▸ Aufgabenstellung
A - Wer hat laut dem Text über die Krim die Reihe „Solange ich atme, hoffe ich – Fünf Lebensgeschichten von der Krim“ initiiert?
B - Geben Sie aus dem Text über die Krim den Abschnitt wortgetreu wieder, der mit „Das Jahr 2014“ beginnt und bis einschließlich „Berlin Info-Point Krim.“ reicht.
C - Setzen Sie den Text über die Krim im Anschluss an seinen letzten Satz fort.

Maye Mustafajewa: „Zur Abschreckung eingesperrt“
14 Jahre Lagerhaft für friedliches politisches Engagement – Maye Mustafajewa von der Bürgervereinigung „Krimskaja Solidarnost“ berichtet vom Schicksal ihres Mannes.
„Dum spiro, spero“ („Solange ich atme, hoffe ich“) lautet ein Satz des Marcus Tullius Cicero, welches die Geschichte der Krimtataren trefflich widerspiegelt. Und ihren langen, zermürbenden Kampf um das Recht zur Rückkehr auf die Krim nach der Deportation 1944 und die Wahrung ihrer Identität.
Das Jahr 2014 brachte neue Herausforderungen. Vor sieben Jahren wurde die Krim durch die Russische Föderation besetzt und hat sich seitdem zu einem Ort der Angst gewandelt. Hausdurchsuchungen, Massenverhaftungen, Entführungen, politisch motivierte Strafprozesse und die Einschränkung der Meinungs- und Religionsfreiheit und weiterer Grundrechte gehören zum Alltag. Die Reihe „Solange ich atme, hoffe ich – Fünf Lebensgeschichten von der Krim“ wurde initiert von Viktoria Savchuk in Kooperation mit dem Berlin Info-Point Krim.

▸ Bereitgestellte Daten

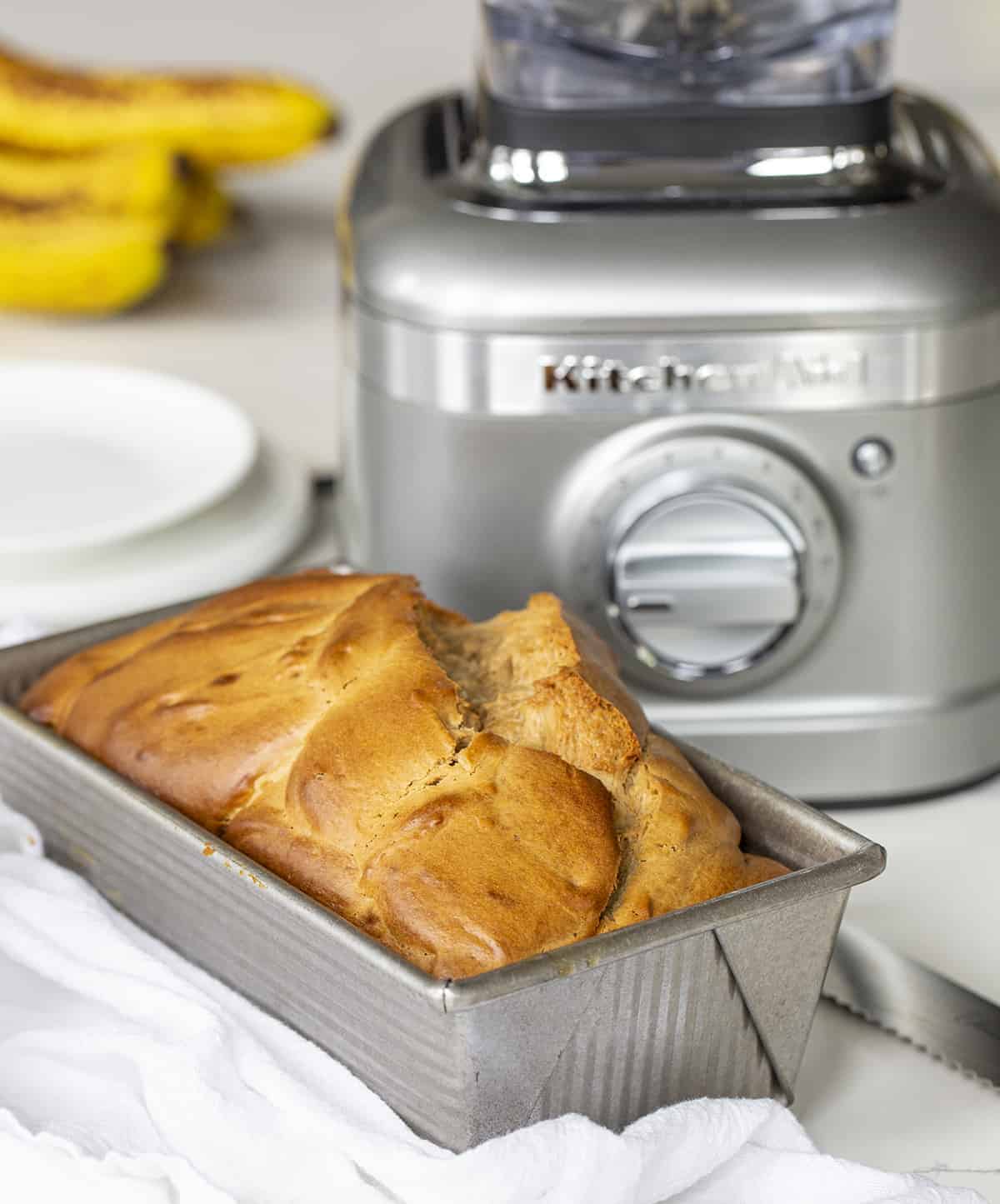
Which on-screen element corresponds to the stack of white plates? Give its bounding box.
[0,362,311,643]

--

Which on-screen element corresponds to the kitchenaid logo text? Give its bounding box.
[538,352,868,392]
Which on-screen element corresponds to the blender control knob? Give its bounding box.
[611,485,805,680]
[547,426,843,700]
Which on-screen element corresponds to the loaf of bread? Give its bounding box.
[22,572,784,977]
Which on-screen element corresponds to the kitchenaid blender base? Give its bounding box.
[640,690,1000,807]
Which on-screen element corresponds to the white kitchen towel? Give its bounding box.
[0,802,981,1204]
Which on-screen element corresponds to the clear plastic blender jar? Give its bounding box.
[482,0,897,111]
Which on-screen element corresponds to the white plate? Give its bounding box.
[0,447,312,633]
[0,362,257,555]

▸ Lösungen
A - Viktoria Savchuk in Kooperation mit dem Berlin Info-Point Krim.

B -
Das Jahr 2014 brachte neue Herausforderungen. Vor sieben Jahren wurde die Krim durch die Russische Föderation besetzt und hat sich seitdem zu einem Ort der Angst gewandelt. Hausdurchsuchungen, Massenverhaftungen, Entführungen, politisch motivierte Strafprozesse und die Einschränkung der Meinungs- und Religionsfreiheit und weiterer Grundrechte gehören zum Alltag. Die Reihe „Solange ich atme, hoffe ich – Fünf Lebensgeschichten von der Krim“ wurde initiert von Viktoria Savchuk in Kooperation mit dem Berlin Info-Point Krim.

C -
Das Jahr 2014 hat die Geschichte der Bewohner der Krim radikal umgewälzt. Von einer Nacht auf die andere fanden wir uns in einem absolut anderen Staat wieder. Abends schliefen wir in der Ukraine ein, und am nächsten Morgen erwachten wir in Russland. Das Leben auf der Krim verwandelte sich in einen schrecklichen Albtraum, der sich seither in einer nicht enden wollenden Marter aus Hausdurchsuchungen, Verhaftungen, Bußgeldern, Entführungen und Einschüchterungen fortsetzt. Menschen werden für ihre Meinung, politische Einstellung und ihr Engagement verhaftet; ebenso für den Besitz religiöser Literatur, Gespräche über Religion oder deren Studium. Die Besatzungsmacht wendet das Gesetz ausschließlich als Instrument der Repression an. In diesem Moment gibt es auf der Krim mehr als 80 politische Gefangene und ungefähr 200 Kinder, die ohne ihre Väter aufwachsen.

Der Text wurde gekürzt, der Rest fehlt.